_What is expected_.
The answer must be every record below, repeated exactly.

_Record excerpts_.
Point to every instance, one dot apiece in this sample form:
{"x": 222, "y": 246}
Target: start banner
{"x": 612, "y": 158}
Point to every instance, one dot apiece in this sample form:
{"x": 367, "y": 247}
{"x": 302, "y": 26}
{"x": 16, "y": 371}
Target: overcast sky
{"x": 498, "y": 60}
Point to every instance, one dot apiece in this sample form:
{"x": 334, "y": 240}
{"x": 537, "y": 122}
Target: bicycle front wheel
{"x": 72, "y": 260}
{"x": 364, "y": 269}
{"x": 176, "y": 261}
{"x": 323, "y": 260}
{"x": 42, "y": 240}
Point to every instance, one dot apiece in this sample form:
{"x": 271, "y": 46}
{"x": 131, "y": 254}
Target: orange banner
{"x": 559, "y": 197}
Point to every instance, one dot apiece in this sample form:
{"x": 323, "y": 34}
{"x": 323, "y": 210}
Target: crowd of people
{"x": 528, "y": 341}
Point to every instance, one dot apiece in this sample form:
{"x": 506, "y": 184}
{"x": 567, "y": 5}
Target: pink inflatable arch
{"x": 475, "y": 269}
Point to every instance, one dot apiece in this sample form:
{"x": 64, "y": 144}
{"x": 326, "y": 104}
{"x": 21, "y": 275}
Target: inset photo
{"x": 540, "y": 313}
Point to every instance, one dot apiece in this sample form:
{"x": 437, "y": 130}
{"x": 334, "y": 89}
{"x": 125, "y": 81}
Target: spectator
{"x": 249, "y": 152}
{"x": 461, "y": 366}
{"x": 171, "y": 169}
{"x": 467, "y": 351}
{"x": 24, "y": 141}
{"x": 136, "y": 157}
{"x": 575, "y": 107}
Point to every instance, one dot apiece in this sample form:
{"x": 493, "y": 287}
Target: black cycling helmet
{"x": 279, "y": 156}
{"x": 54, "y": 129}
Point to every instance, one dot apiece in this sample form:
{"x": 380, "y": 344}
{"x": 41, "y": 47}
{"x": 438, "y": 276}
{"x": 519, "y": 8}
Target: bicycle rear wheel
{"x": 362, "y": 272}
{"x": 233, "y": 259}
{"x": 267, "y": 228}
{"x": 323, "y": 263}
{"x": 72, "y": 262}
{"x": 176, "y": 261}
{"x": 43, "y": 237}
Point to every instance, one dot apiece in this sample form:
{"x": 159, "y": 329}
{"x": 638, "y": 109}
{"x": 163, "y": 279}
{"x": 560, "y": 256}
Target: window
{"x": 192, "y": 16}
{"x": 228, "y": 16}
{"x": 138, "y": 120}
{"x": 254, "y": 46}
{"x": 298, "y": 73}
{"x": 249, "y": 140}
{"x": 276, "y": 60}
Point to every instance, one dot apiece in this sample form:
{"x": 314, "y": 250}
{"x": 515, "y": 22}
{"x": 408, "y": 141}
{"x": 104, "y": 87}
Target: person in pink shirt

_Exercise solution_.
Point to every instance, one dot apiece in this sample form:
{"x": 222, "y": 246}
Target: start banner
{"x": 612, "y": 158}
Point to every instance, one dot apiece in this sample form:
{"x": 367, "y": 247}
{"x": 302, "y": 26}
{"x": 16, "y": 371}
Target: overcast sky
{"x": 498, "y": 60}
Point to every instance, one dot apiece in this sample form:
{"x": 334, "y": 240}
{"x": 537, "y": 122}
Target: bicycle front wheel
{"x": 72, "y": 260}
{"x": 364, "y": 269}
{"x": 176, "y": 261}
{"x": 323, "y": 260}
{"x": 42, "y": 240}
Point to every instance, one dot apiece in this sample form:
{"x": 271, "y": 46}
{"x": 131, "y": 254}
Target: orange banner
{"x": 559, "y": 197}
Point to every instance, one dot apiece in this sample form:
{"x": 323, "y": 34}
{"x": 323, "y": 210}
Target: crowd of people
{"x": 528, "y": 341}
Point to every instance, one dot apiece in this sample form:
{"x": 506, "y": 184}
{"x": 567, "y": 5}
Target: pink inflatable arch
{"x": 475, "y": 269}
Point to every instance, one dot apiece in this sample form:
{"x": 64, "y": 144}
{"x": 326, "y": 104}
{"x": 21, "y": 275}
Target: inset photo
{"x": 540, "y": 313}
Point to every instance, one dot apiece in this sample form:
{"x": 437, "y": 130}
{"x": 334, "y": 89}
{"x": 125, "y": 81}
Target: spectator
{"x": 249, "y": 152}
{"x": 461, "y": 366}
{"x": 171, "y": 169}
{"x": 467, "y": 351}
{"x": 24, "y": 141}
{"x": 136, "y": 157}
{"x": 575, "y": 107}
Point to every instance, one dot apiece in this sample form:
{"x": 493, "y": 287}
Target: black cycling helmet
{"x": 279, "y": 156}
{"x": 54, "y": 129}
Point to every instance, one dot apiece in this sample form:
{"x": 380, "y": 344}
{"x": 41, "y": 47}
{"x": 438, "y": 276}
{"x": 519, "y": 8}
Target: bicycle rear wheel
{"x": 362, "y": 272}
{"x": 233, "y": 259}
{"x": 267, "y": 228}
{"x": 323, "y": 263}
{"x": 72, "y": 262}
{"x": 176, "y": 261}
{"x": 43, "y": 237}
Point to every instance, one dot apiece in this sample form:
{"x": 159, "y": 329}
{"x": 638, "y": 109}
{"x": 163, "y": 279}
{"x": 560, "y": 256}
Target: window
{"x": 192, "y": 16}
{"x": 228, "y": 16}
{"x": 138, "y": 120}
{"x": 254, "y": 46}
{"x": 298, "y": 73}
{"x": 249, "y": 140}
{"x": 276, "y": 60}
Point to every instance, one dot apiece in this sample form:
{"x": 314, "y": 250}
{"x": 515, "y": 22}
{"x": 408, "y": 141}
{"x": 104, "y": 87}
Target: person in pink shirt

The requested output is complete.